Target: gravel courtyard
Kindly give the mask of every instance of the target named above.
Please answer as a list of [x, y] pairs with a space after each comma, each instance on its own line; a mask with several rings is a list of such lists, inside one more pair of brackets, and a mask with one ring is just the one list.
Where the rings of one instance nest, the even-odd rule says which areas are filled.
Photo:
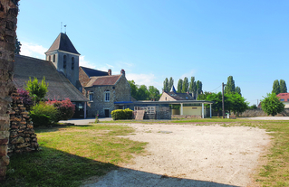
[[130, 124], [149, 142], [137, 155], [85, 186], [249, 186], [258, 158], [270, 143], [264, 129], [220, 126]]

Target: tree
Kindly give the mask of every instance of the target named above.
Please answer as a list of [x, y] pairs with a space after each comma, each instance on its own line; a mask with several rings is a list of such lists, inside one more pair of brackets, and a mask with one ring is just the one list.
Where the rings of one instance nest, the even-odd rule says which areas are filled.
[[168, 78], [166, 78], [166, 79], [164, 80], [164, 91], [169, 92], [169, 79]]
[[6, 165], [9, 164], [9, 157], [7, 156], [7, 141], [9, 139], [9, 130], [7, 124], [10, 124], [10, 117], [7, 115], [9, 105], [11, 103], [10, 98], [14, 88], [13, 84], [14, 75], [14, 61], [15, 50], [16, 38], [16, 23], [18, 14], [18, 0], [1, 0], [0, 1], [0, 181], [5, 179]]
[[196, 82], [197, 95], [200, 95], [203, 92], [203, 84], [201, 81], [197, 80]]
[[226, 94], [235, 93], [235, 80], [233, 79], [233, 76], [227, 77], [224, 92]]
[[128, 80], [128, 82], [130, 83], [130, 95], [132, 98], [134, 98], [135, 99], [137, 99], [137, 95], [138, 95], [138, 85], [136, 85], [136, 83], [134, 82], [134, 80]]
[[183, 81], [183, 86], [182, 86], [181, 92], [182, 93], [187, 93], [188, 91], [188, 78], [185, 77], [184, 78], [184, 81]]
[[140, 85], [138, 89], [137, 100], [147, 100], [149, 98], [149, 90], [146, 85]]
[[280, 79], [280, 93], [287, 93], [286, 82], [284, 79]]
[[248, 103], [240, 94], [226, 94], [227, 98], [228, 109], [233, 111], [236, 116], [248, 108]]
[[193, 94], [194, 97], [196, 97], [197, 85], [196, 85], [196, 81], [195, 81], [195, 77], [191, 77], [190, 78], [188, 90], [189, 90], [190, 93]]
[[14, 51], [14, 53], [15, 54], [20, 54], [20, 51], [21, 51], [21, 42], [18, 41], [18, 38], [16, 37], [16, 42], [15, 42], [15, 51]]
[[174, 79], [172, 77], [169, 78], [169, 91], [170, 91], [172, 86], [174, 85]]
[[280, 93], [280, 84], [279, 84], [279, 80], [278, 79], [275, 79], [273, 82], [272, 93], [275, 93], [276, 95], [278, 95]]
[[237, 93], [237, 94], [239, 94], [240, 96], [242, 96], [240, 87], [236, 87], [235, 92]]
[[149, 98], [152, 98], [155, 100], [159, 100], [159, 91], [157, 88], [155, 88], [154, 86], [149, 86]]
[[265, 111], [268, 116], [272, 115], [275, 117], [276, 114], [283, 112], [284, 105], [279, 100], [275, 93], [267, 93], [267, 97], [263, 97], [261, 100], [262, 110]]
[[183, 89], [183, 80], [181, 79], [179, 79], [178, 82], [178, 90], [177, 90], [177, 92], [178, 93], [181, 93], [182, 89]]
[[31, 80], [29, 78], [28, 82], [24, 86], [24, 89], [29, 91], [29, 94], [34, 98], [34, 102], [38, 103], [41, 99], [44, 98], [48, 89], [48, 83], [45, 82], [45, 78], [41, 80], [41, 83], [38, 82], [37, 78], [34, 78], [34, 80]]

Requirements:
Reproduce the stretch from the start of the records through the line containing "129], [220, 126]]", with both ends included and the request text kept as is. Multiply each coordinate in the answer by 2.1 and round to whole numbers, with halves rounded up, and omit the picture.

Result of the task:
Target: gravel courtyard
Kindly give the mask of every instance of the target named above.
Please answer as a list of [x, y] pairs with a space after each comma, each instance on its own line; a mask with several rings is a list of such lists, inside one more pair of brackets, and a mask with one ring is just the one list.
Where the rings of one instance nest, the even-odd rule says which areas are filled.
Photo:
[[273, 260], [313, 298], [288, 326], [179, 391], [523, 391], [542, 332], [567, 300], [554, 271], [462, 265]]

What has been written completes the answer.